**Task data**.
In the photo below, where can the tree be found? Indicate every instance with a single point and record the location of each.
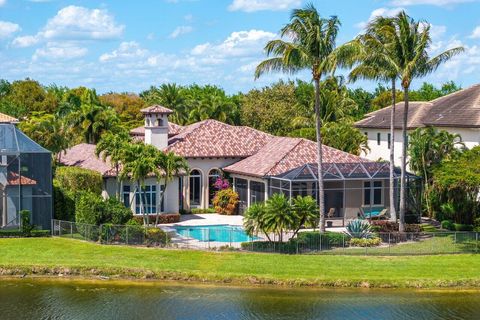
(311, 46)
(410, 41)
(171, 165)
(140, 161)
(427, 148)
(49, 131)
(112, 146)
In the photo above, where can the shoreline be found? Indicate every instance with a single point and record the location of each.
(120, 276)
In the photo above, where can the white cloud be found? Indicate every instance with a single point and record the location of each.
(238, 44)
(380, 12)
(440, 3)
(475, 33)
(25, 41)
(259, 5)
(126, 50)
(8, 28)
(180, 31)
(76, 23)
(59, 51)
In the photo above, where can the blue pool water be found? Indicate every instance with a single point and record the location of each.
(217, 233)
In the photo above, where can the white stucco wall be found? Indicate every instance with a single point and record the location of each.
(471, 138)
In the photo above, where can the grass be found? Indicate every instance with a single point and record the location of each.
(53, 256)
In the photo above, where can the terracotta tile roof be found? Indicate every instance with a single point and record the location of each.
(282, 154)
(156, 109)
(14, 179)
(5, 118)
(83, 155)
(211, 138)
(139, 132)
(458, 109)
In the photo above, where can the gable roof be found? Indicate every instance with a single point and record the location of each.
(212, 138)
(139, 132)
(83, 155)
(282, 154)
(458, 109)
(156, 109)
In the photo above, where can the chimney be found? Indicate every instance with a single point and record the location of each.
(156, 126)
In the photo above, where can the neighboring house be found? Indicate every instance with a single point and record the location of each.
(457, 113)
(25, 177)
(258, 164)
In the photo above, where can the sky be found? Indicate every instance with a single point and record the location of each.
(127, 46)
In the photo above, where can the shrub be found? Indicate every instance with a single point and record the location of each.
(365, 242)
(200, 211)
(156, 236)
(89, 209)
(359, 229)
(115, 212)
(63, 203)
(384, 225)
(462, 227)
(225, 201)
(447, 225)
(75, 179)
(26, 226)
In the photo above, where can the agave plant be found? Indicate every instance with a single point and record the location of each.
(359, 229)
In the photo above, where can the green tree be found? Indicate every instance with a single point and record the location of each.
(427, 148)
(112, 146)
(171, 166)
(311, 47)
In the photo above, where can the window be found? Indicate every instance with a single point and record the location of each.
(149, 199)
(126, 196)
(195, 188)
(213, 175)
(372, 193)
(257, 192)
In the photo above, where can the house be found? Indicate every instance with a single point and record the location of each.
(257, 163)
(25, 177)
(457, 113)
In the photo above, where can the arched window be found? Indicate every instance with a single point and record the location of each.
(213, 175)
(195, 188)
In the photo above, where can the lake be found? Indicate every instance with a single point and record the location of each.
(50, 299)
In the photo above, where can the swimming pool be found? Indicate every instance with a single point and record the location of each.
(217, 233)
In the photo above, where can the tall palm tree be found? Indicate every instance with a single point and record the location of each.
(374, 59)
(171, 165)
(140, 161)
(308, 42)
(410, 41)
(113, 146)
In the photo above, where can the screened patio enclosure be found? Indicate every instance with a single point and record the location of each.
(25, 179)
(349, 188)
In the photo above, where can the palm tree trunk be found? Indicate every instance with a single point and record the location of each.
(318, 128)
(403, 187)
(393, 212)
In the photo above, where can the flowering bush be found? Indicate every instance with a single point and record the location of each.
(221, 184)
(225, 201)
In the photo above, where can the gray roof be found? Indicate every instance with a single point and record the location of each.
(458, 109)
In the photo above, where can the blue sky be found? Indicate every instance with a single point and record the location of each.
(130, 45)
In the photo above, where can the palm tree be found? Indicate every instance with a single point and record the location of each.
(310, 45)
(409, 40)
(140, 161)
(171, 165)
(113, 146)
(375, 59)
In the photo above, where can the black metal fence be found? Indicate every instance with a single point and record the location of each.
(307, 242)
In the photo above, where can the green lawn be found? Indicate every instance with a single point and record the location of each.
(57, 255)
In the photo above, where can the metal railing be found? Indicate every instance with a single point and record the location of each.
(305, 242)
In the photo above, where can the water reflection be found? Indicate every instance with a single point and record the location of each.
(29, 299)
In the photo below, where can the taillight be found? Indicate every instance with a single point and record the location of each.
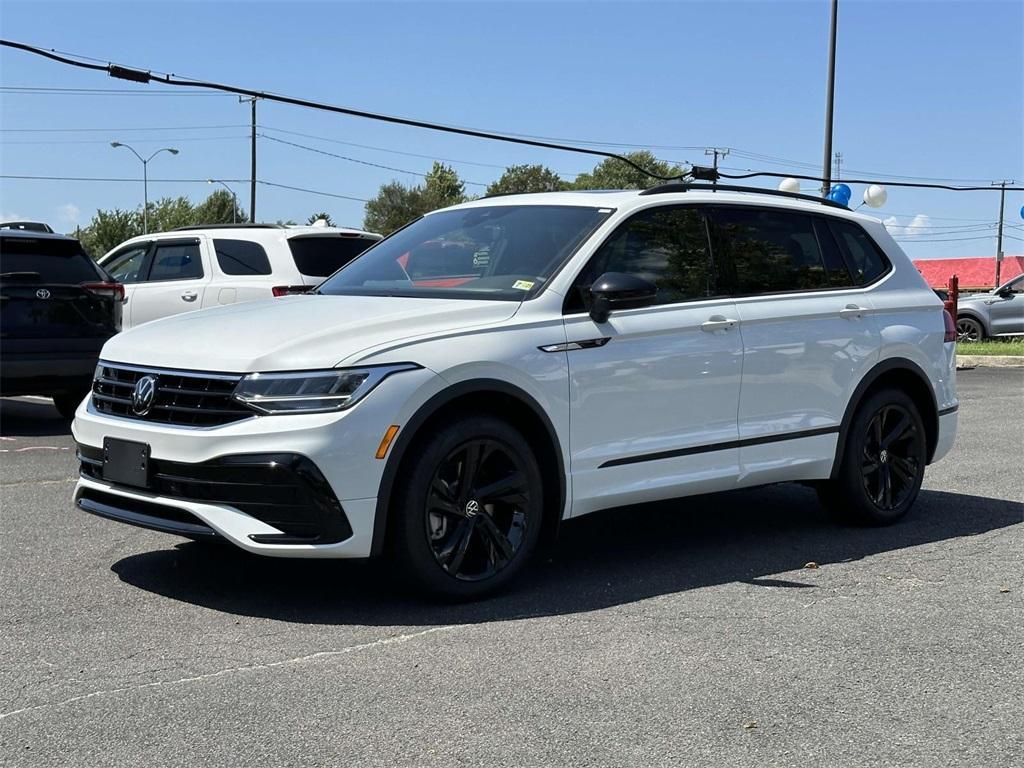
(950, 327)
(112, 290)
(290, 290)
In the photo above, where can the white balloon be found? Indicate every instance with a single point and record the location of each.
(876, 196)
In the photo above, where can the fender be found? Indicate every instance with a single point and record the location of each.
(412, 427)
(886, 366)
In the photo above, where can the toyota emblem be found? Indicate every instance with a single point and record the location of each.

**Exercise details**. Repeat the listing in full and exactly. Leave any pictures out.

**Task result**.
In the photo below, where can the tree be found? Indicate every instance with a single point and record the location of each.
(311, 46)
(410, 41)
(171, 165)
(140, 161)
(427, 148)
(49, 131)
(112, 146)
In the photo above, where can the shoreline be found? Indicate every instance with a single point and record the location of each.
(120, 276)
In the photo above, where can the white cloud be found? Indicate every instance with a single point and record the location of each.
(238, 44)
(380, 12)
(440, 3)
(475, 33)
(25, 41)
(259, 5)
(126, 50)
(8, 28)
(180, 31)
(76, 23)
(59, 51)
In the photo above, where can the blue pool water be found? Indicate every instance with a single point and record the location of each.
(217, 233)
In the photo above, where can the white stucco wall be found? Indicate every instance with a single point and record the location of each.
(471, 138)
In the photo above, where can the grass be found? Indicate every instance with a single point and record the location of each.
(53, 256)
In the photo above, where can the terracotta tile roof be found? Indicate every instance with a single point and record the location of each.
(282, 154)
(156, 109)
(14, 179)
(5, 118)
(83, 155)
(211, 138)
(139, 132)
(458, 109)
In the photo above, where can the gable roof be found? Indicate every instance with a single point and record the location of each.
(212, 138)
(139, 132)
(83, 155)
(282, 154)
(458, 109)
(156, 109)
In the photo above, where can the chimney be found? Indicate every instance with a single point and record the location of each.
(156, 126)
In the photo above, where can the neighboring house be found? Indicate every instance with a single point and record the location of each.
(457, 113)
(25, 177)
(258, 164)
In the photo above, where can the sky be found? Indicate every instance with a single point and record the location of each.
(127, 46)
In the photo above, where can the shrub be found? Indicate every instance with a single point and record the location of each.
(365, 242)
(200, 211)
(156, 236)
(89, 209)
(359, 229)
(115, 212)
(63, 203)
(384, 225)
(462, 227)
(225, 201)
(447, 225)
(75, 179)
(26, 226)
In the photo above, where can the agave plant be found? Indicate every instance with a single point and record the location of each.
(359, 229)
In the photo above, where can the green tree be found? Indicate every instance with a single point and record the location of each.
(427, 148)
(112, 146)
(171, 166)
(311, 47)
In the photo above, where can the window be found? Indicate every instance with a single point and record the location of each.
(149, 199)
(126, 196)
(195, 188)
(213, 175)
(372, 193)
(257, 192)
In the photo above, where can the house be found? Indicate every instance with a single point and record the location of each.
(257, 163)
(25, 177)
(457, 113)
In the photo above, where can the arched window be found? Indicate every instance with a single point and record the location of each.
(213, 175)
(195, 188)
In the photo above, where can the lake be found? Indicate every instance with a single point and record the location of each.
(50, 299)
In the photo above, where can the swimming pool be found? Indicate every instance with a single point and record the location of each.
(217, 233)
In the photo above, where can the tall palm tree be found? Indicate every instance with a single point and record the location of each.
(374, 59)
(171, 165)
(140, 161)
(308, 42)
(410, 41)
(113, 146)
In the photo above, where can the screened patio enclosure be found? Indicate every instance with a single point and record the location of each.
(25, 179)
(349, 188)
In the photo above, where can the palm tree trunk be found? Indicate every instance with a single point and record the location of each.
(318, 128)
(403, 187)
(393, 212)
In the photo above, where can the flowering bush be found? Indicate every instance with a single point and record the location of each.
(221, 184)
(225, 201)
In the photo above, where can the gray roof be found? Indicate every instance with a single point and record the location of each.
(458, 109)
In the photo above, where can the blue sky be found? Indicate every instance with a single point and record the location of each.
(130, 45)
In the photo above, where can the palm tree be found? Indicate every instance with a single point and record the location of each.
(310, 45)
(409, 40)
(140, 161)
(171, 165)
(113, 146)
(375, 59)
In the photo above, where can the black metal fence be found? Indicate every instance with a single point and record the location of each.
(307, 242)
In the photo above, where can the green lawn be found? Indicate every instance with a single point and record the location of each.
(57, 255)
In the photo above, where can the metal railing be found? Indicate every instance with a single point and record the location of each.
(305, 242)
In the photo above, where can the water reflection be found? Indicate every instance with a single point and record the location of each.
(29, 299)
In the photo below, where can the taillight be found? Indicate every instance with a single point and record the location of each.
(950, 327)
(112, 290)
(290, 290)
In the photo above, where can the white balloon be found? Indicate every instance with a single point and record the location of each.
(876, 196)
In the photo above, where can the fender be found? Indicate every instance with a single point and record the location of each.
(412, 427)
(886, 366)
In the photo above, where can the toyota emblem be found? Indicate every instance with a single point and record the location of each.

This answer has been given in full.